--- START PASSAGE SHOWN ---

Though long and sometimes slow moving, the book has considerable merit, particularly for students of women’s literature of...

An epic tale of Italian life in the 20th century, as seen through the eyes of an indomitable woman.

Modesta is born into a land of heat and dust at the very dawn of that century: “The mountains always turn black as her hair when the heat lets up,” she recalls, “but when the heat intensifies they turn blue, like the Sunday dress that Mama is sewing for Tina.” It being rural Sicily, a land beyond the pale even of Carlo Levi’s Christ Stopped at Eboli, Modesta is brutalized before she is even of school age; the youngest, she does not even stand to receive hand-me-downs. When she’s packed off to a convent school where she’ll at least eat, she’s hardened for battle, but instead she finds—well, love of the sort that dare not speak its name. Modesta grows, becoming increasingly ungovernable even as Italy falls under the sway of fascism, unafraid to declare herself a socialist and resist the regime; with the passing years, she experiences all the normal loves and losses, compounded by her lack of interest in formal definitions of gender or institutions. It’s said that this long novel, which sometimes drifts into the politically doctrinaire (“The way you’re acting, you’re not merely showing respect for the Catholic electorate, you’re meeting it fully and distorting the very roots of our struggle”), is a definitive roman à clef recounting its author’s life, save that Sapienza enjoyed perhaps less success in her life than does Modesta, who enjoys a considerable reversal of fortune; for one thing, Sapienza, who died in 1996 and whose father was a devout anti-fascist, could not find a publisher for the book in her lifetime, and it appeared in Italy only in 2005. Readers without a grounding in Italian history will perhaps not appreciate fully the depth of Modesta’s struggle, while those who are familiar may find in the book a sort of worm’s-eye rejoinder to Giuseppe Tomasi di Lampedusa’s The Leopard, narrated from the point of view of one not born to privilege.

--- END PASSAGE SHOWN ---
--- START PROVIDED MATERIAL ---

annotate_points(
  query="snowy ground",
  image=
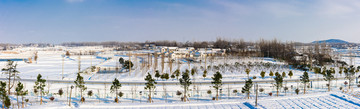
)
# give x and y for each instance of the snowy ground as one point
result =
(49, 65)
(333, 100)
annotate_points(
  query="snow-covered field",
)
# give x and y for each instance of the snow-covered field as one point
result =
(328, 100)
(49, 65)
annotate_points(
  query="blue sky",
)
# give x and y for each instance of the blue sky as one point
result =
(57, 21)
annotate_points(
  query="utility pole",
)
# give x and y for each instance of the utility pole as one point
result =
(257, 87)
(79, 63)
(129, 63)
(62, 72)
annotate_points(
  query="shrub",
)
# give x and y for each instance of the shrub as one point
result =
(52, 98)
(178, 93)
(208, 92)
(261, 89)
(297, 91)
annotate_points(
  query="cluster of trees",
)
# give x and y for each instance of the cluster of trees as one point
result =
(5, 88)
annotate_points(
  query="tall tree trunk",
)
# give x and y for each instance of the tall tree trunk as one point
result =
(116, 94)
(82, 101)
(40, 97)
(22, 101)
(217, 94)
(149, 95)
(184, 94)
(304, 88)
(17, 101)
(329, 86)
(9, 83)
(70, 97)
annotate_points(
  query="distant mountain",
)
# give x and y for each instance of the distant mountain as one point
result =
(332, 41)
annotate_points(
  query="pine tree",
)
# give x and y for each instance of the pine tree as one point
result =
(305, 79)
(60, 92)
(150, 85)
(177, 73)
(204, 74)
(185, 82)
(283, 74)
(246, 89)
(290, 74)
(262, 74)
(278, 82)
(328, 77)
(20, 91)
(247, 72)
(114, 88)
(157, 74)
(128, 64)
(39, 85)
(271, 74)
(121, 61)
(349, 74)
(79, 82)
(3, 95)
(11, 71)
(217, 83)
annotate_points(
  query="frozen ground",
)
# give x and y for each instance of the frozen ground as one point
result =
(333, 100)
(49, 64)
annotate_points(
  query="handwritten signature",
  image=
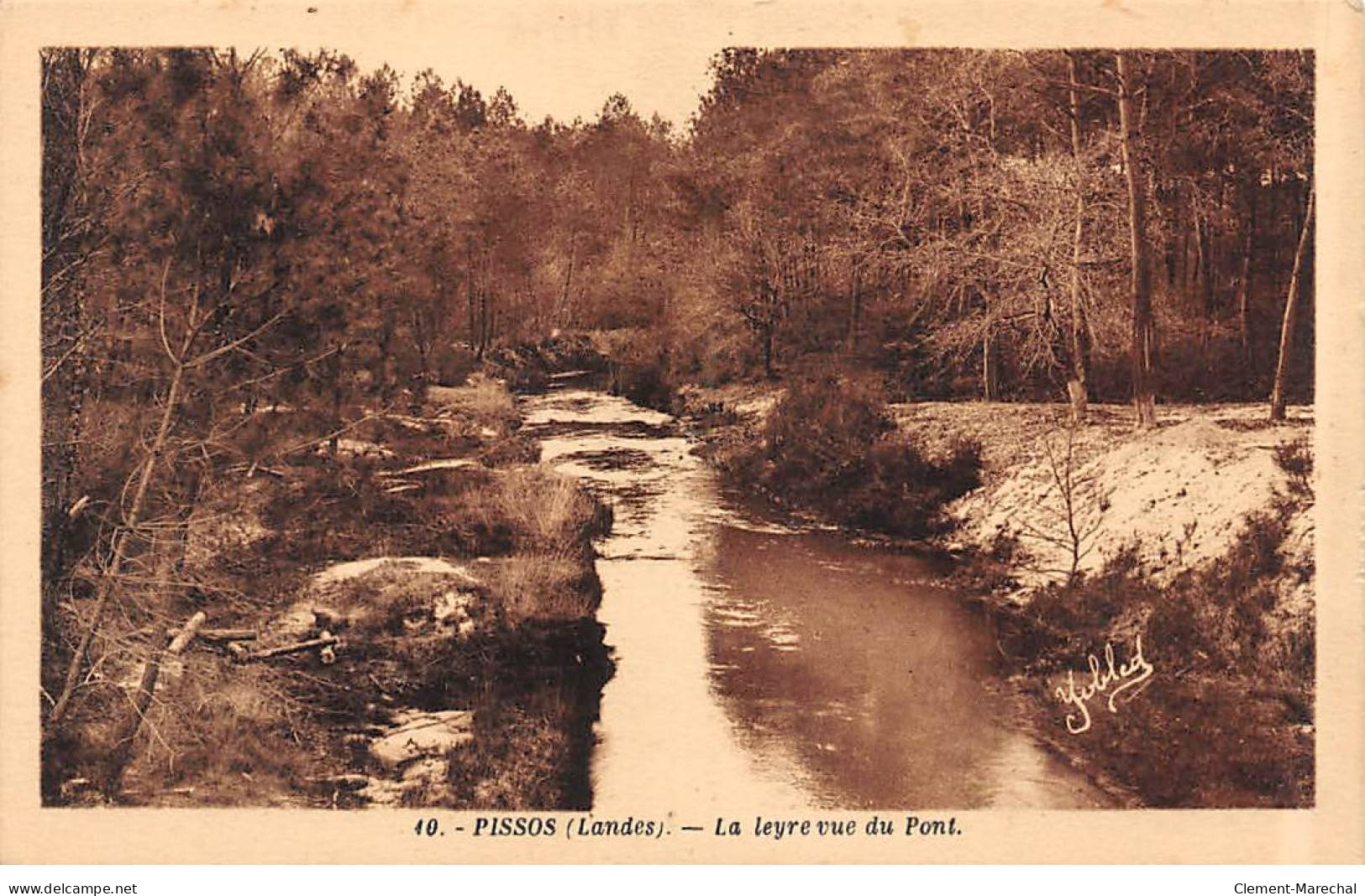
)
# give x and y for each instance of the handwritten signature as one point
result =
(1105, 677)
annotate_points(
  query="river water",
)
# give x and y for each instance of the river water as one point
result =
(770, 666)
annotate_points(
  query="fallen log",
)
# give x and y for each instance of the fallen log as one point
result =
(220, 634)
(127, 730)
(323, 642)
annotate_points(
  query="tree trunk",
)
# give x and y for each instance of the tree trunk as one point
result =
(1144, 329)
(1244, 297)
(1290, 315)
(855, 306)
(989, 374)
(1077, 391)
(111, 574)
(127, 731)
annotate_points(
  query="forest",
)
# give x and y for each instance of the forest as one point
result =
(231, 233)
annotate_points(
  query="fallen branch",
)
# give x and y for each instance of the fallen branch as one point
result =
(127, 731)
(220, 634)
(327, 640)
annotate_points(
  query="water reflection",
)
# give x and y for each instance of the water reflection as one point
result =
(766, 666)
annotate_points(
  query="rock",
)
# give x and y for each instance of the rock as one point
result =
(423, 734)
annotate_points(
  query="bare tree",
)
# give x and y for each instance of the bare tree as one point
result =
(1074, 509)
(1290, 315)
(1144, 327)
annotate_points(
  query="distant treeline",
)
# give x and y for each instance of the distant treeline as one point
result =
(224, 233)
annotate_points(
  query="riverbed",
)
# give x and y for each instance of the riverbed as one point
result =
(764, 663)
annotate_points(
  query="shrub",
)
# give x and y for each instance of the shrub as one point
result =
(1295, 458)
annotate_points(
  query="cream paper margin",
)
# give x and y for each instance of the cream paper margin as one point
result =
(1330, 832)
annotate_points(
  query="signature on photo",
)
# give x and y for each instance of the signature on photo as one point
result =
(1105, 677)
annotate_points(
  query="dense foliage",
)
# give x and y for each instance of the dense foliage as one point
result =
(227, 235)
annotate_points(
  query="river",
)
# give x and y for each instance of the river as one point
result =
(773, 666)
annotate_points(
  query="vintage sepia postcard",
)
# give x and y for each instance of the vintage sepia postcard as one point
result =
(672, 432)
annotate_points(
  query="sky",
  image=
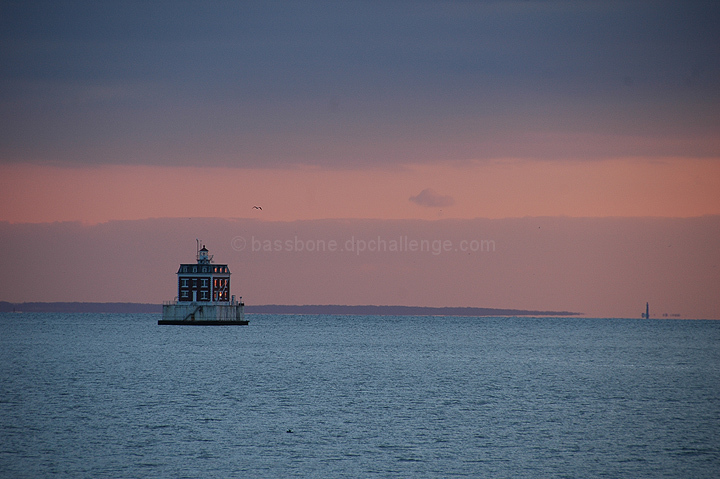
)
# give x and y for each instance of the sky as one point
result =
(126, 112)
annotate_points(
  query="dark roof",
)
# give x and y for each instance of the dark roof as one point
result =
(211, 266)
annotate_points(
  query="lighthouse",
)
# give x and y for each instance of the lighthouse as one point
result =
(203, 281)
(203, 295)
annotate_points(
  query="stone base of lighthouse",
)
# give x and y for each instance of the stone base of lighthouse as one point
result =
(205, 313)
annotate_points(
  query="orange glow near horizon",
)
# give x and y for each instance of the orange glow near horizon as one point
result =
(498, 189)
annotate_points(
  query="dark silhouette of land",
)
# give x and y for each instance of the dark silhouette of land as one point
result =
(60, 307)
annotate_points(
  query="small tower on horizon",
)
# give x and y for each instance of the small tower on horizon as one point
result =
(204, 281)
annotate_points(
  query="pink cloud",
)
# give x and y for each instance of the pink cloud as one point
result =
(431, 199)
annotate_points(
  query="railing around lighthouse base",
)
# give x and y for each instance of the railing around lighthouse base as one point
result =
(204, 312)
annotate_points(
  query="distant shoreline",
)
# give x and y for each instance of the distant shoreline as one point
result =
(78, 307)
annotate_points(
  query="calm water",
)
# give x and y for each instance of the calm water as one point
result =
(119, 396)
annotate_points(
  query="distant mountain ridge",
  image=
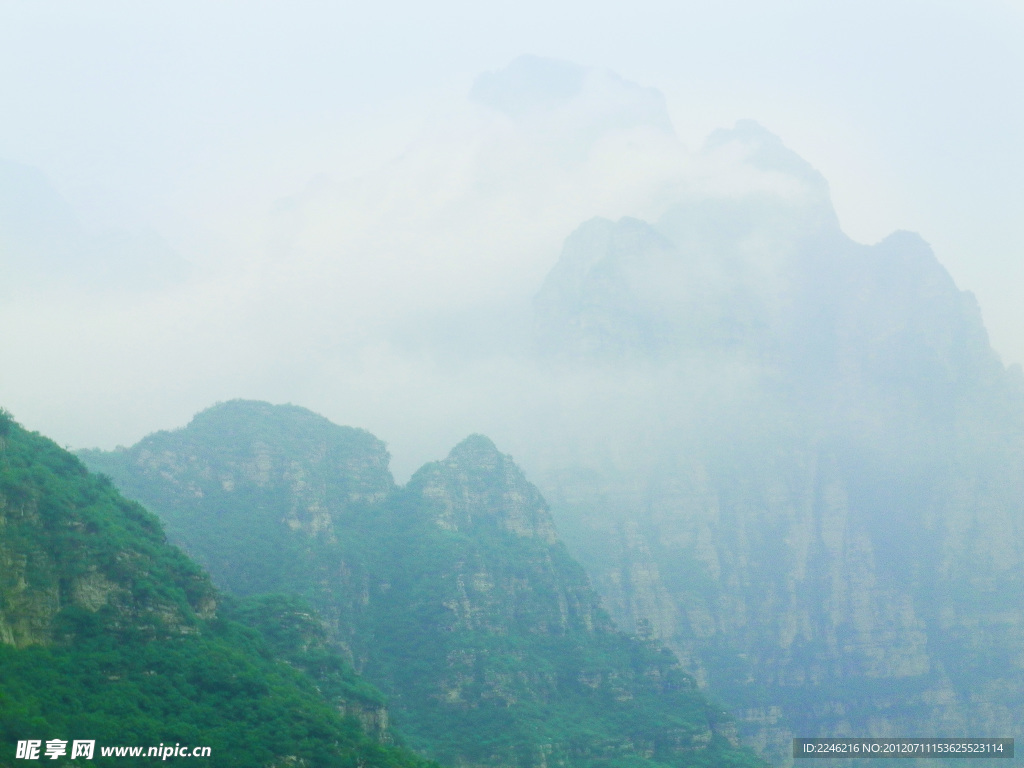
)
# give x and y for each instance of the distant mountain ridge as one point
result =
(805, 474)
(452, 594)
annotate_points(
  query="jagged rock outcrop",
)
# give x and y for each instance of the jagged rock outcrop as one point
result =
(807, 477)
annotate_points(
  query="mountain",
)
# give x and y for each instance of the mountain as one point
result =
(110, 634)
(793, 458)
(452, 594)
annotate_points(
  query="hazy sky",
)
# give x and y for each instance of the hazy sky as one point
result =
(194, 119)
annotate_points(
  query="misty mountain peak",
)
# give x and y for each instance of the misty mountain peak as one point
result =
(476, 485)
(596, 101)
(529, 83)
(764, 151)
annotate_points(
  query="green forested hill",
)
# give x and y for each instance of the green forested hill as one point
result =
(110, 634)
(452, 594)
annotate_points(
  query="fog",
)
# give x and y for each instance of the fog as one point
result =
(351, 209)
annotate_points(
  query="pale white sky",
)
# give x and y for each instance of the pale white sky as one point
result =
(193, 119)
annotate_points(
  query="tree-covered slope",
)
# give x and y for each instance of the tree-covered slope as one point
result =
(453, 594)
(110, 634)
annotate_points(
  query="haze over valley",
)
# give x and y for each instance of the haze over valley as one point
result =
(651, 398)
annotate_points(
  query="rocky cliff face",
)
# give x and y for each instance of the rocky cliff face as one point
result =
(453, 594)
(807, 475)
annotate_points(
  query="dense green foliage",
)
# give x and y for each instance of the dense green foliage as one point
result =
(453, 593)
(110, 634)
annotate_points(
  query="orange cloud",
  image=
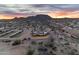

--- END PROVIDED MATERIAL ---

• _GIVEN EXERCISE_
Quote the entire book review word for word. This material has no connection to the book review.

• _REPLY_
Though long and sometimes slow moving, the book has considerable merit, particularly for students of women’s literature of...

An epic tale of Italian life in the 20th century, as seen through the eyes of an indomitable woman.

Modesta is born into a land of heat and dust at the very dawn of that century: “The mountains always turn black as her hair when the heat lets up,” she recalls, “but when the heat intensifies they turn blue, like the Sunday dress that Mama is sewing for Tina.” It being rural Sicily, a land beyond the pale even of Carlo Levi’s Christ Stopped at Eboli, Modesta is brutalized before she is even of school age; the youngest, she does not even stand to receive hand-me-downs. When she’s packed off to a convent school where she’ll at least eat, she’s hardened for battle, but instead she finds—well, love of the sort that dare not speak its name. Modesta grows, becoming increasingly ungovernable even as Italy falls under the sway of fascism, unafraid to declare herself a socialist and resist the regime; with the passing years, she experiences all the normal loves and losses, compounded by her lack of interest in formal definitions of gender or institutions. It’s said that this long novel, which sometimes drifts into the politically doctrinaire (“The way you’re acting, you’re not merely showing respect for the Catholic electorate, you’re meeting it fully and distorting the very roots of our struggle”), is a definitive roman à clef recounting its author’s life, save that Sapienza enjoyed perhaps less success in her life than does Modesta, who enjoys a considerable reversal of fortune; for one thing, Sapienza, who died in 1996 and whose father was a devout anti-fascist, could not find a publisher for the book in her lifetime, and it appeared in Italy only in 2005. Readers without a grounding in Italian history will perhaps not appreciate fully the depth of Modesta’s struggle, while those who are familiar may find in the book a sort of worm’s-eye rejoinder to Giuseppe Tomasi di Lampedusa’s The Leopard, narrated from the point of view of one not born to privilege.